Sometimes it is useful to fit a curve to an analytical function, for
example in the case of autocorrelation functions with noisy tails.
|Gromacs| is not a general purpose curve-fitting tool however and
therefore |Gromacs| only supports a limited number of functions.
:numref:`Table %s <table-fitfn>`  lists the available options with the corresponding
command-line options. The underlying routines for fitting use the
Levenberg-Marquardt algorithm as implemented in the lmfit package \ :ref:`162 <reflmfit>`
(a bare-bones version of which is included in |Gromacs| in which an
option for error-weighted fitting was implemented).

» **TASK REQUIREMENTS**: Quote the curve-fitting passage from "Sometimes it is" to "fitting was implemented).".

» **GIVEN DATA**:

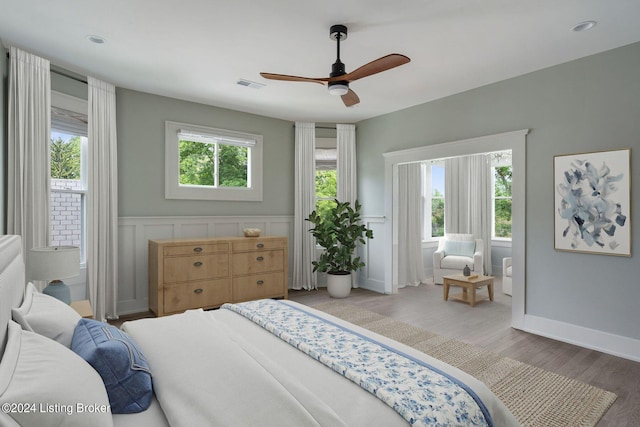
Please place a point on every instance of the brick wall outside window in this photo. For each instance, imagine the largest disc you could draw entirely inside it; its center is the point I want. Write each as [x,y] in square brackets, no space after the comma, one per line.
[66,213]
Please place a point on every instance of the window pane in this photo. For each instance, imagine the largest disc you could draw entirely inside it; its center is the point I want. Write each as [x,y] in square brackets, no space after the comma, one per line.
[437,217]
[65,161]
[326,184]
[503,218]
[323,207]
[197,163]
[503,181]
[67,191]
[233,162]
[437,200]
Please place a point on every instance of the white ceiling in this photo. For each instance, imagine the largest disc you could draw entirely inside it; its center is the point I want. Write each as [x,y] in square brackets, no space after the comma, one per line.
[198,49]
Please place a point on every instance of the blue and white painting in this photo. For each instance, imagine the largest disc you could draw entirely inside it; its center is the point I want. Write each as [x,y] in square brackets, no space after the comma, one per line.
[593,202]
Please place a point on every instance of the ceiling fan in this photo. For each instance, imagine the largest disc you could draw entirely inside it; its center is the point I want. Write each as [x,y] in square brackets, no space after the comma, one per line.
[338,80]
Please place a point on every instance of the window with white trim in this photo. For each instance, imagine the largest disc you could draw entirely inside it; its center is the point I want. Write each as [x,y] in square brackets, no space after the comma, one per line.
[68,162]
[433,199]
[205,163]
[326,161]
[501,195]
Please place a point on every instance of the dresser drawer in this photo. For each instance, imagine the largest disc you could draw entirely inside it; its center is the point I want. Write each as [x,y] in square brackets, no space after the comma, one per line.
[196,249]
[258,286]
[257,262]
[257,244]
[187,268]
[205,294]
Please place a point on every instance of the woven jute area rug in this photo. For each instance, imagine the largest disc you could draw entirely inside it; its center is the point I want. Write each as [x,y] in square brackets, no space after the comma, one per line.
[536,397]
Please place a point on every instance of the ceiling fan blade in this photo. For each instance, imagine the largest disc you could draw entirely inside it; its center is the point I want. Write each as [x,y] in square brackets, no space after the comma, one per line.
[350,98]
[374,67]
[287,78]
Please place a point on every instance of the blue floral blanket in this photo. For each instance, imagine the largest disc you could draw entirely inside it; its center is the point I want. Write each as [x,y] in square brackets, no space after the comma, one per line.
[422,394]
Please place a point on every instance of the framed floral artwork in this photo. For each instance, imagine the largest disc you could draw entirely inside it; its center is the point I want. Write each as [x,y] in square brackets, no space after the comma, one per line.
[592,193]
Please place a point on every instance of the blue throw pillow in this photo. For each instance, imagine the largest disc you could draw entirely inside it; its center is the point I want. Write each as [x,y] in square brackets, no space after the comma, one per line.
[460,247]
[119,361]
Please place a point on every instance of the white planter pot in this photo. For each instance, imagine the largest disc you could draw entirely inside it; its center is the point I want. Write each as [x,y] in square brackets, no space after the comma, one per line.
[339,285]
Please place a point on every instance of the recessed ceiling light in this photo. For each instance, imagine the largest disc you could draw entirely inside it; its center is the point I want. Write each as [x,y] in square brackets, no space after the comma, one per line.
[96,39]
[584,26]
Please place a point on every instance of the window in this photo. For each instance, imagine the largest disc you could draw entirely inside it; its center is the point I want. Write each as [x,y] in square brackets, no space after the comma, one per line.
[326,175]
[437,200]
[433,187]
[212,164]
[68,150]
[502,173]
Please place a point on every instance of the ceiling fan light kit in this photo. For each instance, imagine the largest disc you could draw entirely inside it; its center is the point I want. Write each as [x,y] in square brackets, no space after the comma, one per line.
[338,81]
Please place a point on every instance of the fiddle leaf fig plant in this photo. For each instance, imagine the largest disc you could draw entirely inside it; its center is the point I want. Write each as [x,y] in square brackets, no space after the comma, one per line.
[339,232]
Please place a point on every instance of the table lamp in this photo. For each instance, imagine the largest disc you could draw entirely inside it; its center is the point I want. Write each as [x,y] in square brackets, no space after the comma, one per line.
[55,263]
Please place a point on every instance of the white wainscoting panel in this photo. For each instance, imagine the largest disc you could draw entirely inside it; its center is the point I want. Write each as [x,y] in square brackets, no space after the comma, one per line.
[134,234]
[372,275]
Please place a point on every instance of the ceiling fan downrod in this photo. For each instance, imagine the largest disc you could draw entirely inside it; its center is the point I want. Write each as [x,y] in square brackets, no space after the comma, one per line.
[340,87]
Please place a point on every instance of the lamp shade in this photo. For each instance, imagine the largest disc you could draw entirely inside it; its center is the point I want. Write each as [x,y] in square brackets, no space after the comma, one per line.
[54,262]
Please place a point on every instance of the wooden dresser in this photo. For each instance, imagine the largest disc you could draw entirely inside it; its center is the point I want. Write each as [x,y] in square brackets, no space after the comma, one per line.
[206,273]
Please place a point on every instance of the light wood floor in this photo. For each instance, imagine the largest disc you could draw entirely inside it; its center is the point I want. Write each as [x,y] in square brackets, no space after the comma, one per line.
[487,325]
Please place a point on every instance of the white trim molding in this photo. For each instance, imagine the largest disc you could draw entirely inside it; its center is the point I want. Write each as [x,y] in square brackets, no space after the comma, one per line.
[617,345]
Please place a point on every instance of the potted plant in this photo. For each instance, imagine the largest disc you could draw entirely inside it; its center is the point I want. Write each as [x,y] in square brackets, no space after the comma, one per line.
[339,232]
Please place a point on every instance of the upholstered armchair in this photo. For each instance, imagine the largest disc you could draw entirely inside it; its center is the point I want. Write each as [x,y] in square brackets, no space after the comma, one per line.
[454,252]
[506,275]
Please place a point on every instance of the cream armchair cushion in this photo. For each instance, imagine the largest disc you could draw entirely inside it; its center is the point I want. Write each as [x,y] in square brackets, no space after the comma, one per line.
[455,251]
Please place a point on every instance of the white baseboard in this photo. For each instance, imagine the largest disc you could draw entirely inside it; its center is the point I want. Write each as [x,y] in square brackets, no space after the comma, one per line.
[604,342]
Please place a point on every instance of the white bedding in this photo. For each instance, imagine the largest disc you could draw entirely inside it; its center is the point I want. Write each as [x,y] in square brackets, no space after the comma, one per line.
[219,368]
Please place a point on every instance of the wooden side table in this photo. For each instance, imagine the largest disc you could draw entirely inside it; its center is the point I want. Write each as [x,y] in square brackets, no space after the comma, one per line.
[468,286]
[83,308]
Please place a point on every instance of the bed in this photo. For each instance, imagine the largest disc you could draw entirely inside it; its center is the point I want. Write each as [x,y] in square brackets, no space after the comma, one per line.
[266,362]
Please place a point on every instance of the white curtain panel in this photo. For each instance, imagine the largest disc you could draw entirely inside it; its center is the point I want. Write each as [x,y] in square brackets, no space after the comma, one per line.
[29,133]
[304,246]
[468,199]
[346,163]
[480,168]
[346,171]
[410,218]
[102,208]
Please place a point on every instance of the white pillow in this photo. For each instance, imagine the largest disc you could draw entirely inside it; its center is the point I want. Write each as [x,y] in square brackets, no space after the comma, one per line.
[46,316]
[44,384]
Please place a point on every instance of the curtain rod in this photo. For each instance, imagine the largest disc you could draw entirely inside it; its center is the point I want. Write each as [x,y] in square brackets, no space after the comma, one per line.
[322,127]
[69,76]
[62,73]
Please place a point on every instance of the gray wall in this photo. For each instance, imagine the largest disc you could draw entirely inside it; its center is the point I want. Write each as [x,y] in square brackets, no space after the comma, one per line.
[141,119]
[585,105]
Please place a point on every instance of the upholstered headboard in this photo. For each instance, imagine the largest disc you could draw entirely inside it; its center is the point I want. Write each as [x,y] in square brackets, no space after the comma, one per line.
[12,281]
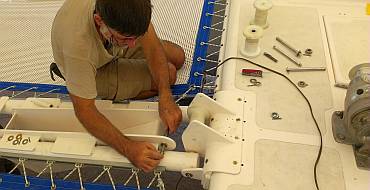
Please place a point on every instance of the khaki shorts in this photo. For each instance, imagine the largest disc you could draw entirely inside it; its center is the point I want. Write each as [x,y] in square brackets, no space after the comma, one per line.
[125,77]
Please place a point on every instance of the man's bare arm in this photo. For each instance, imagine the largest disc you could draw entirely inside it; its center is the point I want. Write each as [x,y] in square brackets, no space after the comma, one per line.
[170,113]
[143,155]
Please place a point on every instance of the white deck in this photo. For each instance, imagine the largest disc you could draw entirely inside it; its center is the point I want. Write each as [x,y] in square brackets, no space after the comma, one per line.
[280,154]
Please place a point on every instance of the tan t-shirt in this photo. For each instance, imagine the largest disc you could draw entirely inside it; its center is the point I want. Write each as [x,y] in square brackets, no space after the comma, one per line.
[77,47]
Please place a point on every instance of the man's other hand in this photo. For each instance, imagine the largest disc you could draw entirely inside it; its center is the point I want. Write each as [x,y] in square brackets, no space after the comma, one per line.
[143,155]
[170,114]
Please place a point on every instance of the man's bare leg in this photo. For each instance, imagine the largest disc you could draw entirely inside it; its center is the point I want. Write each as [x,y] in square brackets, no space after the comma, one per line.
[174,53]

» **COMPLETED EXERCISE**:
Sometimes it is useful to fit a curve to an analytical function, for
example in the case of autocorrelation functions with noisy tails.
|Gromacs| is not a general purpose curve-fitting tool however and
therefore |Gromacs| only supports a limited number of functions.
:numref:`Table %s <table-fitfn>`  lists the available options with the corresponding
command-line options. The underlying routines for fitting use the
Levenberg-Marquardt algorithm as implemented in the lmfit package \ :ref:`162 <reflmfit>`
(a bare-bones version of which is included in |Gromacs| in which an
option for error-weighted fitting was implemented).